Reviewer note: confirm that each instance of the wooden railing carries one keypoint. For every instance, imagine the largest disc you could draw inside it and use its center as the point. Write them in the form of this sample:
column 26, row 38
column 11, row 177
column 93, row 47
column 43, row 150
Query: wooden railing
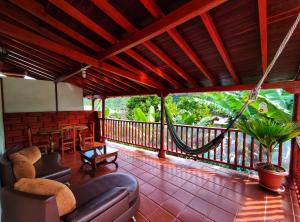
column 237, row 149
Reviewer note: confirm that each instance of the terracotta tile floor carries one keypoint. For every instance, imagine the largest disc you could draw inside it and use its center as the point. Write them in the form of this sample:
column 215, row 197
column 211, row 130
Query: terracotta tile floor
column 175, row 189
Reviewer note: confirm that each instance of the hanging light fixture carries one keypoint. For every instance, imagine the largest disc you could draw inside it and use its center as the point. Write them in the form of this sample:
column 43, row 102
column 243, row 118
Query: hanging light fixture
column 83, row 73
column 263, row 107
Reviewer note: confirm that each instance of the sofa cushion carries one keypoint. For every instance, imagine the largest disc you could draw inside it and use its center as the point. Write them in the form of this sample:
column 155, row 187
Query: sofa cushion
column 22, row 167
column 48, row 167
column 32, row 153
column 65, row 199
column 103, row 184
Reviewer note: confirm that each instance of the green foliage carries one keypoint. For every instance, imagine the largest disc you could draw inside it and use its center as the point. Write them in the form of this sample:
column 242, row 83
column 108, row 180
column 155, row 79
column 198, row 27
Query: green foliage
column 139, row 115
column 144, row 103
column 267, row 131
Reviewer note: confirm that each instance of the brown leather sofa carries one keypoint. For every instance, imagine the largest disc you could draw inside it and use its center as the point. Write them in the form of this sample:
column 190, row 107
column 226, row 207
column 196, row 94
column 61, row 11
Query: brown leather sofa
column 113, row 197
column 47, row 167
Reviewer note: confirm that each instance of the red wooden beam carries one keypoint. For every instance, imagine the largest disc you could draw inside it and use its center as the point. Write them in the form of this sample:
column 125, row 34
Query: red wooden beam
column 107, row 80
column 139, row 73
column 191, row 54
column 175, row 35
column 175, row 18
column 34, row 39
column 109, row 10
column 122, row 21
column 146, row 80
column 213, row 32
column 38, row 11
column 262, row 14
column 83, row 19
column 130, row 84
column 160, row 54
column 153, row 68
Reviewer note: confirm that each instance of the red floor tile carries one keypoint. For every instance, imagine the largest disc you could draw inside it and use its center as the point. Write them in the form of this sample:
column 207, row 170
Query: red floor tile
column 190, row 215
column 161, row 215
column 201, row 206
column 146, row 188
column 158, row 196
column 173, row 206
column 183, row 196
column 147, row 206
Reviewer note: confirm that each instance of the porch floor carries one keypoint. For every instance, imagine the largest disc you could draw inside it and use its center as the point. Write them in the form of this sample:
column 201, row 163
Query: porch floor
column 175, row 189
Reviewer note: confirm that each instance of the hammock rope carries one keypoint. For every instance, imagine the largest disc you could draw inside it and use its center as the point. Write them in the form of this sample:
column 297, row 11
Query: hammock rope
column 252, row 97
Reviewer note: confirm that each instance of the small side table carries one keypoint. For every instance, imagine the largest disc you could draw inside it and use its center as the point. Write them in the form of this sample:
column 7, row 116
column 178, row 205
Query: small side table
column 97, row 156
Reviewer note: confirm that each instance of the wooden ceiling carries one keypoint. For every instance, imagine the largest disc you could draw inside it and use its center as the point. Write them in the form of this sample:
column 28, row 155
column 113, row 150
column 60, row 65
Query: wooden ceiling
column 145, row 46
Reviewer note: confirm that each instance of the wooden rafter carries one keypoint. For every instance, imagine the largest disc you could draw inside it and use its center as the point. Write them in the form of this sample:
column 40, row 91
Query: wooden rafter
column 216, row 38
column 109, row 10
column 122, row 21
column 83, row 19
column 166, row 59
column 106, row 80
column 175, row 18
column 38, row 11
column 137, row 72
column 262, row 13
column 152, row 67
column 34, row 39
column 130, row 84
column 179, row 40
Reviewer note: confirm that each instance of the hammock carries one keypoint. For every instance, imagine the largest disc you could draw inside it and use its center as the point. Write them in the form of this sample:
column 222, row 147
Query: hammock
column 252, row 97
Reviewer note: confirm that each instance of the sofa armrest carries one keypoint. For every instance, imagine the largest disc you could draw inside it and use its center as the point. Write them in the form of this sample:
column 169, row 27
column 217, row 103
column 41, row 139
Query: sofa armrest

—————

Your objective: All of the material above should be copied exactly, minus the pictures.

Answer space:
Reviewer note: confirm that each instance of the wooden railing carries one keypoint. For every instance, imagine the largest disc you could draw inside it and use its center as the point. Write them in the form of this sample:
column 26, row 38
column 11, row 177
column 93, row 47
column 43, row 150
Query: wooden railing
column 237, row 149
Reviewer note: confirm that each instance of the terracotta tile floor carries one keypoint. For every instance, imagine the largest disc you could draw inside it and use its center as the point. Write them in the form of this sample:
column 215, row 197
column 211, row 130
Query: terracotta tile floor
column 175, row 189
Reviewer note: confirm that each instance of the hanging light fixture carries one keypoint. For every instance, imagine the largest disc you could draw inside it and use its center as the point. Write them in the form of this sample:
column 43, row 102
column 243, row 118
Query: hanging light fixture
column 83, row 73
column 263, row 107
Reviewer note: confirm that each instance of the sofa cushion carries one keypoint. For every instance, imagine the largest disc you could draw inside it and use its center as the point. Write them in the form of this sample:
column 155, row 187
Query: sofa cushion
column 22, row 167
column 48, row 167
column 32, row 153
column 65, row 199
column 103, row 184
Reviewer note: confirm that each instance of the green foliage carries one keypoint. For every instance, imagine the largest disc you could draw inside it and use its center as the point. Write them in the form of this sample:
column 242, row 83
column 108, row 180
column 155, row 79
column 198, row 27
Query: green foliage
column 139, row 115
column 144, row 103
column 267, row 131
Reviewer note: confirm that each instance of the brown leather sofa carries one keypoint. For every instance, imagine the largest disc you could draw inside it and use its center as the point. Write them in the form of this sample:
column 190, row 107
column 226, row 207
column 196, row 94
column 61, row 11
Query: brown leather sofa
column 113, row 197
column 47, row 167
Reviewer note: confirm that each instance of the red wooden beam carries one keypoint. For every instance, imagine the largest disc you could draw inside it and use its center as the point. Write them in the form of this sample:
column 125, row 34
Query: red wooden beam
column 107, row 80
column 139, row 73
column 191, row 54
column 175, row 35
column 175, row 18
column 34, row 39
column 109, row 10
column 122, row 21
column 146, row 80
column 213, row 32
column 38, row 11
column 262, row 14
column 83, row 19
column 130, row 84
column 160, row 54
column 153, row 68
Reviewer note: confirm that each instance of the red floor tile carries one keypoint. For every instance, imagine the largest disc you could draw inside it and use its center as the point. Write them in the form of this sample:
column 207, row 170
Query: red floor tile
column 190, row 215
column 161, row 215
column 201, row 206
column 146, row 188
column 158, row 196
column 173, row 206
column 183, row 196
column 147, row 206
Reviewer note: confirm that each instance of the porch floor carries one keypoint. For every instance, imagine the largest disc you could draw inside it and use its center as the point. Write them in the form of this sample:
column 201, row 163
Query: porch floor
column 175, row 189
Reviewer note: confirm that each instance of the hammock rope carries one keypoint. For every instance, imagine the largest disc you could draw inside it and use its center as the point. Write them in the form of this sample:
column 297, row 11
Query: hammock rope
column 252, row 97
Reviewer note: confirm that each instance of the small side table carries one keypoint. For every instance, imagine the largest disc you could draw inside it and use its center as the point. Write them in the form of this sample:
column 7, row 116
column 178, row 205
Query: small side table
column 97, row 156
Reviewer note: confirm that each instance of the wooden ceiling carries one keypoint. For every instance, imagine the largest disc you could draw inside it and use its center as the point. Write them in the form of this sample:
column 28, row 155
column 113, row 150
column 60, row 65
Query: wooden ceiling
column 145, row 46
Reviewer note: confirm that each instance of the wooden rafter carries one keypoint. For every instance, imagine the largest disc you could draw inside it and use its center as the point. Write them in the form of this sample:
column 40, row 91
Query: wooden rafter
column 216, row 38
column 109, row 10
column 122, row 21
column 83, row 19
column 166, row 59
column 106, row 80
column 175, row 18
column 38, row 11
column 137, row 72
column 262, row 13
column 152, row 67
column 34, row 39
column 130, row 84
column 179, row 40
Reviewer note: confirm that each instance of the hammock carries one keypoint. For every instance, imagine the largest disc you could draw inside it and use its center as the point. Write them in the form of this sample:
column 222, row 147
Query: hammock
column 252, row 97
Reviewer note: confirm that each instance of the sofa armrest carries one keypoint. For every instance, imagine the largest disc you could draw inside it and use its center as the point. Write them in the form of this sample:
column 169, row 27
column 217, row 103
column 41, row 139
Query: sofa armrest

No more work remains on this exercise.